AIM
Rewrite the lines below, replacing "bounding rectangle" with "bounding box" wherever it occurs. Leave everything else unchanged.

SOURCE DATA
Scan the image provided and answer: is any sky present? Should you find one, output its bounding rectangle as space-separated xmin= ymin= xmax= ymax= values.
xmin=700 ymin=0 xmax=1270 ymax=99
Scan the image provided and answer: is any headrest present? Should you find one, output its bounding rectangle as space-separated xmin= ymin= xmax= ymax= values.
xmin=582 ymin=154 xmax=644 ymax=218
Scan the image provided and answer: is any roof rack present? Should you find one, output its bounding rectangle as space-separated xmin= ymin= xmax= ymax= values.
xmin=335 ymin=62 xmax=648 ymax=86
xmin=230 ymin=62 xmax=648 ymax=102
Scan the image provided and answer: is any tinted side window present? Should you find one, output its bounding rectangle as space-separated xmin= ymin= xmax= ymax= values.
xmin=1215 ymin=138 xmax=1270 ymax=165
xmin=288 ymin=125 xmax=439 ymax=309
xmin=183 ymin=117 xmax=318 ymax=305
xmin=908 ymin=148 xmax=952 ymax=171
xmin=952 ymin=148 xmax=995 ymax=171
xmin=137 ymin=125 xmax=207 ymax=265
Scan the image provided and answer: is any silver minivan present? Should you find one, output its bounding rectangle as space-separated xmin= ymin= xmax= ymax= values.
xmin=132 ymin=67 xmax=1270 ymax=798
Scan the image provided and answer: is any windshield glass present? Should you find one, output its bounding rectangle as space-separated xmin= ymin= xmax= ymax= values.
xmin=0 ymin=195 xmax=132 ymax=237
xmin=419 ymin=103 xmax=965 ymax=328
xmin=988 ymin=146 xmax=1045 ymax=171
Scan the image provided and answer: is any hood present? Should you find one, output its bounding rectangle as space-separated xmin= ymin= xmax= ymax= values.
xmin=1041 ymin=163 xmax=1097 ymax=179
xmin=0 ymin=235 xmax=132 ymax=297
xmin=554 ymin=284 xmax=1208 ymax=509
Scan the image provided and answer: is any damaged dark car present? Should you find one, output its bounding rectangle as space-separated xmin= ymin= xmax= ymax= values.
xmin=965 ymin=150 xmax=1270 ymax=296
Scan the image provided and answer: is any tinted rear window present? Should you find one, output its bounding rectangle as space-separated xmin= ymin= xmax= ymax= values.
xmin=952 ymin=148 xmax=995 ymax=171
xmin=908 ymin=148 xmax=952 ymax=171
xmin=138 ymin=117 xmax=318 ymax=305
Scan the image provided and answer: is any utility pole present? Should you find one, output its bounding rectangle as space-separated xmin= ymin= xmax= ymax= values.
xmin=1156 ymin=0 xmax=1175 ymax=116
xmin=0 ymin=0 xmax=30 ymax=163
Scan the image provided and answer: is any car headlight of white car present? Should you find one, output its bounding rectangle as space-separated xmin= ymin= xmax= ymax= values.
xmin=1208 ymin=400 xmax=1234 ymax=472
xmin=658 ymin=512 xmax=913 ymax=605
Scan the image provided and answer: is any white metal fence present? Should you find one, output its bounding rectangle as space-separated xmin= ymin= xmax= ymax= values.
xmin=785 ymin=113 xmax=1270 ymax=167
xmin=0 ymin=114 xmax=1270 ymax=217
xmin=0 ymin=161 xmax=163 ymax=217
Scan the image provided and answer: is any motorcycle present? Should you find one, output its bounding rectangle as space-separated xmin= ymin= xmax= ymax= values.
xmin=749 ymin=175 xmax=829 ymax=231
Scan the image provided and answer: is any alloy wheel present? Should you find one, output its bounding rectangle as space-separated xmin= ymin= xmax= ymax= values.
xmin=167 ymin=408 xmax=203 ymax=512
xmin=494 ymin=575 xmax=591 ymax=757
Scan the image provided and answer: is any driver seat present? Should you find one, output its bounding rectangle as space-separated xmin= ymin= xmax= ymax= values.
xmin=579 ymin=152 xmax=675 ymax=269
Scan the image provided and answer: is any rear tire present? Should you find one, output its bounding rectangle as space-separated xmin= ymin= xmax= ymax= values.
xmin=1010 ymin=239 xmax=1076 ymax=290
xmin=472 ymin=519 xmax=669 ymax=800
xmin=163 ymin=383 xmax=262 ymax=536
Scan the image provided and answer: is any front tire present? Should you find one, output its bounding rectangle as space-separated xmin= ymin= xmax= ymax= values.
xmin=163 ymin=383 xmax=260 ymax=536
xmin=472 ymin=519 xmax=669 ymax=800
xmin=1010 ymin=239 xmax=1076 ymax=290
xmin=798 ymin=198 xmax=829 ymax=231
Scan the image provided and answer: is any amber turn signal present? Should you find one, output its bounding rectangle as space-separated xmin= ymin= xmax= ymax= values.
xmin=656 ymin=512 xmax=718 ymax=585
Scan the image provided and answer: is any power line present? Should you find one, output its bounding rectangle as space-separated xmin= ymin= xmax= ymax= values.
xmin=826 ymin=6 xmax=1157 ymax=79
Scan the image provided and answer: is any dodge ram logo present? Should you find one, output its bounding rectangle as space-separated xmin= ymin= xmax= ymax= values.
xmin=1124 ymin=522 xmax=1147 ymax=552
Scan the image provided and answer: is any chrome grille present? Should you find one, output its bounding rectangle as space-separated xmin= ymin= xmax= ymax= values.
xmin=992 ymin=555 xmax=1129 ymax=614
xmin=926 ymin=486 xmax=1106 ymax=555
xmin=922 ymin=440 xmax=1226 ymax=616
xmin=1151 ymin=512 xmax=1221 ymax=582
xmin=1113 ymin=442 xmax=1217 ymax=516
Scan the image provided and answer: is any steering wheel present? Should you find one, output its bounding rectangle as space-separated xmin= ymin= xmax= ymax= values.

OUTPUT BELOW
Scan the image provided and answer: is any sky present? Should you find one, output its bounding box as space-separated xmin= ymin= xmax= ymax= values.
xmin=700 ymin=0 xmax=1270 ymax=99
Scan the image provided and answer: is any headrest present? Should you find one, output its bounding box as space-separated xmin= ymin= xmax= ymax= values.
xmin=582 ymin=154 xmax=644 ymax=218
Scan the image provided and answer: is any roof rack present? Should you find one, output its bounding box as space-separated xmin= ymin= xmax= ymax= values.
xmin=335 ymin=62 xmax=648 ymax=86
xmin=230 ymin=62 xmax=648 ymax=102
Scan the image provided and answer: is any tinted side window present? Should you find one, output its bounding box as space-separated xmin= ymin= xmax= ymax= values.
xmin=1215 ymin=138 xmax=1270 ymax=165
xmin=288 ymin=125 xmax=439 ymax=309
xmin=183 ymin=117 xmax=318 ymax=305
xmin=908 ymin=148 xmax=952 ymax=171
xmin=952 ymin=148 xmax=995 ymax=171
xmin=137 ymin=125 xmax=207 ymax=265
Scan the image provided and answer: is any silver minivan present? Should you find one, output its bounding box as space-separated xmin= ymin= xmax= ymax= values.
xmin=132 ymin=67 xmax=1270 ymax=798
Scan the image provided and answer: is any windshield glass present? Should you find one, output its bounding box as space-separated xmin= ymin= xmax= ymax= values.
xmin=0 ymin=195 xmax=132 ymax=237
xmin=419 ymin=103 xmax=965 ymax=328
xmin=988 ymin=146 xmax=1045 ymax=171
Scan the image provided and answer: is any hood present? Should you find one, output its bounding box as space-separated xmin= ymin= xmax= ymax= values.
xmin=1041 ymin=163 xmax=1097 ymax=179
xmin=0 ymin=235 xmax=132 ymax=297
xmin=554 ymin=284 xmax=1208 ymax=509
Scan the image provided and answer: is any damaged dark car present? Should you find one, output its bounding box as space-separated xmin= ymin= xmax= ymax= values.
xmin=965 ymin=150 xmax=1270 ymax=296
Scan the image provided and answer: is any tinted rear window present? Should you find one, output its bounding box as space-separated xmin= ymin= xmax= ymax= values.
xmin=952 ymin=148 xmax=995 ymax=171
xmin=908 ymin=148 xmax=952 ymax=171
xmin=138 ymin=117 xmax=318 ymax=305
Scan the image provided and answer: is any utility pole present? Should you find one, output its bounding box as space-separated xmin= ymin= xmax= ymax= values.
xmin=1156 ymin=0 xmax=1175 ymax=116
xmin=0 ymin=0 xmax=30 ymax=163
Scan the image provided and answer: is any car headlight of white car present? Should you find one, output its bounding box as space-separated xmin= ymin= xmax= ymax= values.
xmin=1208 ymin=400 xmax=1234 ymax=472
xmin=658 ymin=512 xmax=913 ymax=605
Scan the image provided and answer: is any white metal fence present? Should you find one, output its bounding box as space-separated xmin= ymin= xmax= ymax= values.
xmin=785 ymin=113 xmax=1270 ymax=167
xmin=0 ymin=114 xmax=1270 ymax=217
xmin=0 ymin=161 xmax=163 ymax=217
Scan the image provided and answer: is any motorcycle present? Should you find one, output its bounding box as space-separated xmin= ymin= xmax= ymax= values.
xmin=749 ymin=175 xmax=829 ymax=231
Scan the image provided and answer: is any alloy wheel present? Should you find one, output its bounding box as space-separated xmin= ymin= xmax= ymax= values.
xmin=167 ymin=408 xmax=203 ymax=512
xmin=494 ymin=575 xmax=591 ymax=757
Scan the image provided and answer: is any driver seat present? Should you find one, output its bounding box as space-separated xmin= ymin= xmax= ymax= values.
xmin=579 ymin=152 xmax=675 ymax=269
Scan the image provided and answer: is any rear tire present? Should you find one, output its bounding box as space-separated xmin= ymin= xmax= ymax= values.
xmin=1010 ymin=239 xmax=1076 ymax=290
xmin=472 ymin=519 xmax=669 ymax=800
xmin=163 ymin=383 xmax=262 ymax=536
Scan the image provided and answer: is any front tire present? Should you find one, output its bounding box as space-separated xmin= ymin= xmax= ymax= values.
xmin=163 ymin=383 xmax=260 ymax=536
xmin=472 ymin=519 xmax=669 ymax=800
xmin=1010 ymin=239 xmax=1076 ymax=290
xmin=798 ymin=198 xmax=829 ymax=231
Scan the image provided and answer: is any amber turn signal present? Should you find one, output its bounding box as space-separated xmin= ymin= xmax= ymax= values.
xmin=656 ymin=512 xmax=718 ymax=585
Scan the image provided and answer: is any power line present? Should you find one, output its bounding box as space-separated xmin= ymin= xmax= ymax= values.
xmin=826 ymin=6 xmax=1157 ymax=79
Scan the image provided and answer: is any dodge ram logo present? Should you find one, output its bounding box as space-separated xmin= ymin= xmax= ymax= values.
xmin=1124 ymin=522 xmax=1147 ymax=552
Scan the image provided and answer: is any chrome grille present? Should you find one, output its bounding box as space-separated xmin= ymin= xmax= ymax= values.
xmin=992 ymin=555 xmax=1129 ymax=614
xmin=926 ymin=486 xmax=1106 ymax=555
xmin=922 ymin=440 xmax=1226 ymax=616
xmin=1151 ymin=512 xmax=1221 ymax=582
xmin=1113 ymin=442 xmax=1217 ymax=516
Scan the image provided and answer: is any steering wheel present? Should you find one, output its bounding box as space-separated xmin= ymin= xmax= ymax= values.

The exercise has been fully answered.